**GIVEN TEXT**.

---

AEB differs from forward collision warning: FCW alerts the driver with a warning but does not by itself brake the vehicle.

According to Euro NCAP, AEB has three characteristics:
- Autonomous: the system acts independently of the driver to avoid or mitigate the accident.
- Emergency: the system will intervene only in a critical situation.
- Braking: the system tries to avoid the accident by applying the brakes.

Time-to-collision could be a way to choose which avoidance method (braking or steering) is most appropriate.

A collision avoidance system by steering is a new concept. It is considered by some research projects. Collision avoidance system by steering has some limitations: over-dependence on lane markings, sensor limitations, and interaction between driver and system.

==Emergency steering function ==
The emergency steering function, known as ESF, is an automated steering function that detects a potential collision and automatically activates the steering system for a limited duration to avoid or mitigate a collision.

The emergency steering function for UNECE countries is described by regulation 79.

==Automated lane keeping Systems==

Automated lane keeping systems (ALKS) deal with avoiding some cases of collisions.

ALKS defines some concepts:

 Imminent collision risk describes a situation or an event which leads to a collision of the vehicle with another road user or an obstacle which cannot be avoided by a braking demand with lower than 5 m/s
— Uniform provisions concerning the approval of vehicles about automated lane-keeping systems

 Emergency Manoeuvre (EM) is a maneuver performed by the system in case of an event in which the vehicle is at imminent collision risk and has the purpose of avoiding or mitigating a collision.
— Uniform provisions concerning the approval of vehicles about automated lane-keeping systems

The activated system shall not cause any collisions that are reasonably foreseeable and preventable. If a collision can be safely avoided without causing another one, it shall be avoided. When the vehicle is involved in a detectable collision, the vehicle shall be brought to a standstill.
— Uniform provisions concerning the approval of vehicles concerning automated lane-keeping systems

The activated system shall detect the distance to the next vehicle in front as defined in paragraph 7.1.1. and shall adapt the vehicle speed to avoid collision.

---

**PROVIDED DATA**.
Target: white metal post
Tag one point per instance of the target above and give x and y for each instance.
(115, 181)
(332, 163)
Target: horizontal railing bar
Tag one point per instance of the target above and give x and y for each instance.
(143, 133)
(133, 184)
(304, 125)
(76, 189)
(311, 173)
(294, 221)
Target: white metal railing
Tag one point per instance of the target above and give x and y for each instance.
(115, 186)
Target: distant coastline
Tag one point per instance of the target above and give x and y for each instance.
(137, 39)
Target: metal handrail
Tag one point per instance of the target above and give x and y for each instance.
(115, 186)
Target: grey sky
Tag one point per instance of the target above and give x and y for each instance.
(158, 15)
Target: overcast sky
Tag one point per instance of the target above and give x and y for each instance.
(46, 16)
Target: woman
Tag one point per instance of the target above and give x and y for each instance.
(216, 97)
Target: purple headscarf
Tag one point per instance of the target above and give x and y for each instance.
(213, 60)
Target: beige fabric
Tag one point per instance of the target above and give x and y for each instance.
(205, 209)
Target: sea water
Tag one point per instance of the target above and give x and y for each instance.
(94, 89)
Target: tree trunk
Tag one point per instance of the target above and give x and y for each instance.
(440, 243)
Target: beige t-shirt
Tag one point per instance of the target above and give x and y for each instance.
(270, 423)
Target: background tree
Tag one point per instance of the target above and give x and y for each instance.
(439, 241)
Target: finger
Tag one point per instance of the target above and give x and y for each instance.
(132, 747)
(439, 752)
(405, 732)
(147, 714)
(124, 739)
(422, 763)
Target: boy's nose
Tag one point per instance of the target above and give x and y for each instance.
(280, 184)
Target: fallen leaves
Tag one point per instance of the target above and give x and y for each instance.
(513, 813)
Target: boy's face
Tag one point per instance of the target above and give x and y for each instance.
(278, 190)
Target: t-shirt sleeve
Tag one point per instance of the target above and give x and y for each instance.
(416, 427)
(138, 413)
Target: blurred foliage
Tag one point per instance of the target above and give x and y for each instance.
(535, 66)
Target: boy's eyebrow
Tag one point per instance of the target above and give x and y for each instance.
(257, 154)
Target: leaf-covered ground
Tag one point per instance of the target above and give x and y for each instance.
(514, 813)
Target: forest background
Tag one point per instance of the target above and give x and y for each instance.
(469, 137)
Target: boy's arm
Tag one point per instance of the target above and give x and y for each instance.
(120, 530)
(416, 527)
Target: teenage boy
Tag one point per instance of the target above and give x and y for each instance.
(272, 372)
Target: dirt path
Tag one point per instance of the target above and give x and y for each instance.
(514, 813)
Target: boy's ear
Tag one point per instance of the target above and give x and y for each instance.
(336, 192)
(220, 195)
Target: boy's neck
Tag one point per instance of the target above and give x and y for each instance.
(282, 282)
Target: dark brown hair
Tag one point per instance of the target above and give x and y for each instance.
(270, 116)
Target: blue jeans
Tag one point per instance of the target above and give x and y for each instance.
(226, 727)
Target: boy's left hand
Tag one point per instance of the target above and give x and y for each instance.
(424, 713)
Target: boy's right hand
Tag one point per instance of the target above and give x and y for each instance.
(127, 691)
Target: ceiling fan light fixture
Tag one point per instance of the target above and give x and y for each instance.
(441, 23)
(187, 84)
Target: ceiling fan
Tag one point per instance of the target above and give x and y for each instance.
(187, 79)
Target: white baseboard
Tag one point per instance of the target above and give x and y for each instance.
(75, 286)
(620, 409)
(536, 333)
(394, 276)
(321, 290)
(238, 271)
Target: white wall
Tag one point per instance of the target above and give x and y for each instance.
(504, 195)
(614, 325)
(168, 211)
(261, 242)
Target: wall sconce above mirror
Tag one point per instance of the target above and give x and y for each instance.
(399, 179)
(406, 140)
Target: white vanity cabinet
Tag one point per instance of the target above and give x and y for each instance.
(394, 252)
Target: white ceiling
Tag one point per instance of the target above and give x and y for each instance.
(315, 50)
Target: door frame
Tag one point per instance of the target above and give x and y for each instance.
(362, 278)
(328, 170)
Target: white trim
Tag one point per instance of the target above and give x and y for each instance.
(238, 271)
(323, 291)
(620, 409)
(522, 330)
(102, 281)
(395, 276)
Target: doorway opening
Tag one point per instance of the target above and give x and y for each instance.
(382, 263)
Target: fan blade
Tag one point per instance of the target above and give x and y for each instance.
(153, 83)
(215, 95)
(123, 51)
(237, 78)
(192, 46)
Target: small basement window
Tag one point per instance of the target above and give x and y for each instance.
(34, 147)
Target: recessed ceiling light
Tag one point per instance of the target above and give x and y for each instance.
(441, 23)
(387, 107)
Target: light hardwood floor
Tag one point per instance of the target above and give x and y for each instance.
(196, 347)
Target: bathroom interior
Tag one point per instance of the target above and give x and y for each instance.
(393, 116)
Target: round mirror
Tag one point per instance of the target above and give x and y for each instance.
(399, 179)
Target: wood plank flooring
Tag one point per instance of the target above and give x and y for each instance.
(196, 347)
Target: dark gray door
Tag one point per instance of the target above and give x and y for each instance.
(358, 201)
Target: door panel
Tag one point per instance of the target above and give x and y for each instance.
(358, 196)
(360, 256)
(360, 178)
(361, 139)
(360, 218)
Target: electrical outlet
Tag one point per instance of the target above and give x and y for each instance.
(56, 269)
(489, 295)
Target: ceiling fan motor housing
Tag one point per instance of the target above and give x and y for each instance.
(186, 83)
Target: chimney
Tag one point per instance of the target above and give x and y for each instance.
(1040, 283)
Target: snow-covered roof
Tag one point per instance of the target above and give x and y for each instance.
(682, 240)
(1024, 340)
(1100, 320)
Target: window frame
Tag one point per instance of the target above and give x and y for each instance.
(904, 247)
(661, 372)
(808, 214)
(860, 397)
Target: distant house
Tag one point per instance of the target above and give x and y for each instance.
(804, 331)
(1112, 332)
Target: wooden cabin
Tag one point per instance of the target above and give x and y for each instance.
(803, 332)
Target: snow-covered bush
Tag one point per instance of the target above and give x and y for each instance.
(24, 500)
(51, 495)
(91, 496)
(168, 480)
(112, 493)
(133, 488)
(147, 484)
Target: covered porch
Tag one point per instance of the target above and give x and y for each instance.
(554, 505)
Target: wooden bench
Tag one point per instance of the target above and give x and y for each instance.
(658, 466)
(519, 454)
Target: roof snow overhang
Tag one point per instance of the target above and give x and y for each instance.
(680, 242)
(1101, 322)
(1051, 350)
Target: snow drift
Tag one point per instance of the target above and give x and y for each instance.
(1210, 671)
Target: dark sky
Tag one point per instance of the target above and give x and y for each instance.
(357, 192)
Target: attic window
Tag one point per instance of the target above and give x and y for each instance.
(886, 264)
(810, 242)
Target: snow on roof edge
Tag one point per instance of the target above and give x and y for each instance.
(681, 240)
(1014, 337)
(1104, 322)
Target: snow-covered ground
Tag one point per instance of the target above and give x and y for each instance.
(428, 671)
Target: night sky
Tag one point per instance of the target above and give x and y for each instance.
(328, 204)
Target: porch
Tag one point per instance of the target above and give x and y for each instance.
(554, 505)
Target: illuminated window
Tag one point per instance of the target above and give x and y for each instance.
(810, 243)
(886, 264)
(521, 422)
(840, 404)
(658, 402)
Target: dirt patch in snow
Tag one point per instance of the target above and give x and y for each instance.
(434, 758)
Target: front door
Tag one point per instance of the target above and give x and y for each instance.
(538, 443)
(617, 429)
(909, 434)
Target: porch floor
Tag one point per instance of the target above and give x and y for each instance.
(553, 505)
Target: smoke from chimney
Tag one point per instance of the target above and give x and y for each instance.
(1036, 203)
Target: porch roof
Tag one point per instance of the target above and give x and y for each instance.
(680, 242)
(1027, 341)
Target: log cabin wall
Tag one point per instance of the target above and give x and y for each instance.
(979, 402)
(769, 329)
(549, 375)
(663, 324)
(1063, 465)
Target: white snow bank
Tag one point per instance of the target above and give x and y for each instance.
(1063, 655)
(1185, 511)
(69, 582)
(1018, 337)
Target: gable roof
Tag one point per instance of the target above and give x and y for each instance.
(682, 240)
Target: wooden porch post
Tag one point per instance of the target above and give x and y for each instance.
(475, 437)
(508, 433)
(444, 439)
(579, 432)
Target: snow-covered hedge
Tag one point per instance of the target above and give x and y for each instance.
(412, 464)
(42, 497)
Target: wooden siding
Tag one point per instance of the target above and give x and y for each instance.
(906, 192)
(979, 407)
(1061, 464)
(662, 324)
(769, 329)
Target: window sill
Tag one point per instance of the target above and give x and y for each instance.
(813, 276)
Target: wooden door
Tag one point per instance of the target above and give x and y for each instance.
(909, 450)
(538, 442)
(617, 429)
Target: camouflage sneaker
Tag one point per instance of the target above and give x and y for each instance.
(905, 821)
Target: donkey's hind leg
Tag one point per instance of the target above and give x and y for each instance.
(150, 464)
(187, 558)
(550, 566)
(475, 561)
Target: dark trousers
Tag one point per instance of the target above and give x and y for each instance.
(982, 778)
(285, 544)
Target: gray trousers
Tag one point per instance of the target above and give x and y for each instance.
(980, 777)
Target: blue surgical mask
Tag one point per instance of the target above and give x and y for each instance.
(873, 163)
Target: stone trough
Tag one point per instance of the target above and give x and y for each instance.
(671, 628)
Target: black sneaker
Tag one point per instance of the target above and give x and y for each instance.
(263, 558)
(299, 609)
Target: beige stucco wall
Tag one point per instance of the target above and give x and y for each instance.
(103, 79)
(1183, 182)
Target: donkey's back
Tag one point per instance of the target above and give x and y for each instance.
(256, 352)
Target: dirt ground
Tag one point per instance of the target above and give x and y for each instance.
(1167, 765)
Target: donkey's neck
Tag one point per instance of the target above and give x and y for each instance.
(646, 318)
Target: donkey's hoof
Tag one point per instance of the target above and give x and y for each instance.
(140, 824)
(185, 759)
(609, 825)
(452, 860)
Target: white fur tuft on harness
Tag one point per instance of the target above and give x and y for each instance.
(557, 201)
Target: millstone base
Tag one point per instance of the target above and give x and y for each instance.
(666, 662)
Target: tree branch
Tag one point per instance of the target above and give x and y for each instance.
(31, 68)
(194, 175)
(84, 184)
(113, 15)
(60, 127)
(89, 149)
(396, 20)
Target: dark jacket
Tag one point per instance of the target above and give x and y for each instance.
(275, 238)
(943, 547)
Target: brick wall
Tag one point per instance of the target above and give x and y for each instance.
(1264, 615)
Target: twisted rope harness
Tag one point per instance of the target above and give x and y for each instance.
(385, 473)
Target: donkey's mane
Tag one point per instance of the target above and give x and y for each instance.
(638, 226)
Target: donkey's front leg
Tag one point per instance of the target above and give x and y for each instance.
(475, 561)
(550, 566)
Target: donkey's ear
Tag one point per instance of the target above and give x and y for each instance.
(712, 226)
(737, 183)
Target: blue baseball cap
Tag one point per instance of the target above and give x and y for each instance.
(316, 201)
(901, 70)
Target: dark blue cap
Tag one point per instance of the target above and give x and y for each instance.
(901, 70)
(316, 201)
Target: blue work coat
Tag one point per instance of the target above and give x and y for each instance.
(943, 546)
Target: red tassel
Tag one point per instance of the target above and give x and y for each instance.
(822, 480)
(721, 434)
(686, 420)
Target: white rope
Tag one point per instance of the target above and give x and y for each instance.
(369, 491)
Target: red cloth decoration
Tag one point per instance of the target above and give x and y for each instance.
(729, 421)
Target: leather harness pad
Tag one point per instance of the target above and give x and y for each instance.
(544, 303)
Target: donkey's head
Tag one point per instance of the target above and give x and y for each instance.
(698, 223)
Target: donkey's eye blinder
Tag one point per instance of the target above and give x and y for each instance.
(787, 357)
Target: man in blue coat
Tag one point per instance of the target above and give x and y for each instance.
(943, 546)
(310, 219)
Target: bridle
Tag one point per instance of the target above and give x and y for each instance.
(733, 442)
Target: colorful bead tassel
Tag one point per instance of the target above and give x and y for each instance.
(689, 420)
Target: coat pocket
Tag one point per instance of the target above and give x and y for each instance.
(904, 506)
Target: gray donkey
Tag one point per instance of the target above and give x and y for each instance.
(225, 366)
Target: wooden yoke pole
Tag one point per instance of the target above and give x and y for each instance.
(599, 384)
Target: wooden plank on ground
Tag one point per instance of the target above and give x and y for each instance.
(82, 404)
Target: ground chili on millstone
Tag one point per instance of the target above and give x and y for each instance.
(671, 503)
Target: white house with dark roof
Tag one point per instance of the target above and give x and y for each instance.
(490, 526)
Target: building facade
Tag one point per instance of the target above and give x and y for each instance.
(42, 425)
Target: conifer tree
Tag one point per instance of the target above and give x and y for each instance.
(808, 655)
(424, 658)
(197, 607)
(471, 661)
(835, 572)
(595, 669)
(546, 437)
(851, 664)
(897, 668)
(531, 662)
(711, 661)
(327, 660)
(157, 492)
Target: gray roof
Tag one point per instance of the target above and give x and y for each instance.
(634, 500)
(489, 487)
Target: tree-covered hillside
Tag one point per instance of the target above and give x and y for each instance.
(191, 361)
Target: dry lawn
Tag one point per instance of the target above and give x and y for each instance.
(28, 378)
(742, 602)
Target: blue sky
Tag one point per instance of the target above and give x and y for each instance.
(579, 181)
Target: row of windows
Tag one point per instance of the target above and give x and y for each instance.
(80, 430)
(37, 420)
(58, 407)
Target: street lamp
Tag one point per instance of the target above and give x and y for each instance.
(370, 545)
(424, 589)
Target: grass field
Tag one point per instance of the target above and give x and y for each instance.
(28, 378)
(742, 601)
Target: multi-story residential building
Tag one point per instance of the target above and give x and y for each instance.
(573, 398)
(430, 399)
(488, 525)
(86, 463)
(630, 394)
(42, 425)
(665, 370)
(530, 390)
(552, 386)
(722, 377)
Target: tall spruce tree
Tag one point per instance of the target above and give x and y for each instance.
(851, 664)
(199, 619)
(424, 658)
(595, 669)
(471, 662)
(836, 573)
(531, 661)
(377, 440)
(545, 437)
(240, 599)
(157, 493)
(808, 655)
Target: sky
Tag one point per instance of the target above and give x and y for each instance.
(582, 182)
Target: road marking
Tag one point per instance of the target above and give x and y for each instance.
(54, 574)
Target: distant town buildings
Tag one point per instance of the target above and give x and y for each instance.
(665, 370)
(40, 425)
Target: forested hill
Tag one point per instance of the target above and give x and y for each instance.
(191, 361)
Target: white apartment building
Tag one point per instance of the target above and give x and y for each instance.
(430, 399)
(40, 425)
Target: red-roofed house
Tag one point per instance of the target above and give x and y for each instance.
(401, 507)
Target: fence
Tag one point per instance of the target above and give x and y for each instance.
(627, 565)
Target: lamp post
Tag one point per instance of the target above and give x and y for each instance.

---

**YOUR INSTRUCTIONS**.
Repeat word for word the part of the collision avoidance text that begins at the words "- Braking: the" and stops after "driver and system.".

**ANSWER TO THE EXERCISE**.
- Braking: the system tries to avoid the accident by applying the brakes.

Time-to-collision could be a way to choose which avoidance method (braking or steering) is most appropriate.

A collision avoidance system by steering is a new concept. It is considered by some research projects. Collision avoidance system by steering has some limitations: over-dependence on lane markings, sensor limitations, and interaction between driver and system.